→ Data shown
▬▬▬▬▬▬▬▬▬▬

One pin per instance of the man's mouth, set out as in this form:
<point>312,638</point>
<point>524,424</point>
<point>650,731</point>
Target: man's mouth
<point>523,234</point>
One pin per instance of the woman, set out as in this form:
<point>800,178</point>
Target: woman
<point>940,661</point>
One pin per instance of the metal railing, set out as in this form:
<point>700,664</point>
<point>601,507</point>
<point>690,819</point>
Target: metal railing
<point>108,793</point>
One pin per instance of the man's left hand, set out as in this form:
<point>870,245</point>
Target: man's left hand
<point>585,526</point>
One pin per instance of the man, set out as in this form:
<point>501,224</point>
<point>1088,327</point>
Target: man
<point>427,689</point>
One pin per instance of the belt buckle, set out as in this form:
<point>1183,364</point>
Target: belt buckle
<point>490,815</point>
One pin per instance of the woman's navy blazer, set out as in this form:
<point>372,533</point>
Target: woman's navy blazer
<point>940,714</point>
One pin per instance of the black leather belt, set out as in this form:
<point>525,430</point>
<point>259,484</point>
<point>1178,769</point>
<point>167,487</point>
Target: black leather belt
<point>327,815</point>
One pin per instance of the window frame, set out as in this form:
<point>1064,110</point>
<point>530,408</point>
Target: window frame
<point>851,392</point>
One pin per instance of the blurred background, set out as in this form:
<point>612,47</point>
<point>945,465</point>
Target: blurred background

▬▬▬▬▬▬▬▬▬▬

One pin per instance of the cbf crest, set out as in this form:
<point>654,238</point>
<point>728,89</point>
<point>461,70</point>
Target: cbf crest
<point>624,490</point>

▬▬▬▬▬▬▬▬▬▬

→ Written exercise
Render the data as a Markdown table, starting at the line that contains "One pin per instance of the man's mouth, set" and ending at the line that contains "<point>940,714</point>", with a Row column holding a running number and a Line column holding each line, skipping blank lines.

→ Written solution
| Row | Line |
|---|---|
| 1 | One pin per instance of the man's mouth, set out as in this form: |
| 2 | <point>312,638</point> |
| 3 | <point>524,424</point> |
| 4 | <point>650,731</point> |
| 5 | Target: man's mouth |
| 6 | <point>523,234</point> |
| 7 | One pin per instance of the woman, set out as in this form: |
| 8 | <point>800,178</point> |
| 9 | Target: woman |
| 10 | <point>940,661</point> |
| 11 | One pin per instance of the metal railing, set out as in this form: |
| 12 | <point>700,664</point> |
| 13 | <point>601,507</point> |
| 14 | <point>690,819</point> |
| 15 | Target: metal railing |
| 16 | <point>108,793</point> |
| 17 | One pin per instance of the man's left hand, set out as in this form: |
| 18 | <point>870,245</point> |
| 19 | Target: man's left hand |
| 20 | <point>585,526</point> |
| 21 | One pin per instance of the man, set out as in this form: |
| 22 | <point>501,224</point> |
| 23 | <point>1088,327</point> |
| 24 | Target: man |
| 25 | <point>427,689</point> |
| 26 | One pin per instance of the belt buckle, set out as in this form: |
| 27 | <point>1183,364</point> |
| 28 | Target: belt buckle |
| 29 | <point>490,815</point> |
| 30 | One pin per instance of the woman's navy blazer, set out as in this form: |
| 31 | <point>372,533</point> |
| 32 | Target: woman's navy blazer |
| 33 | <point>940,714</point> |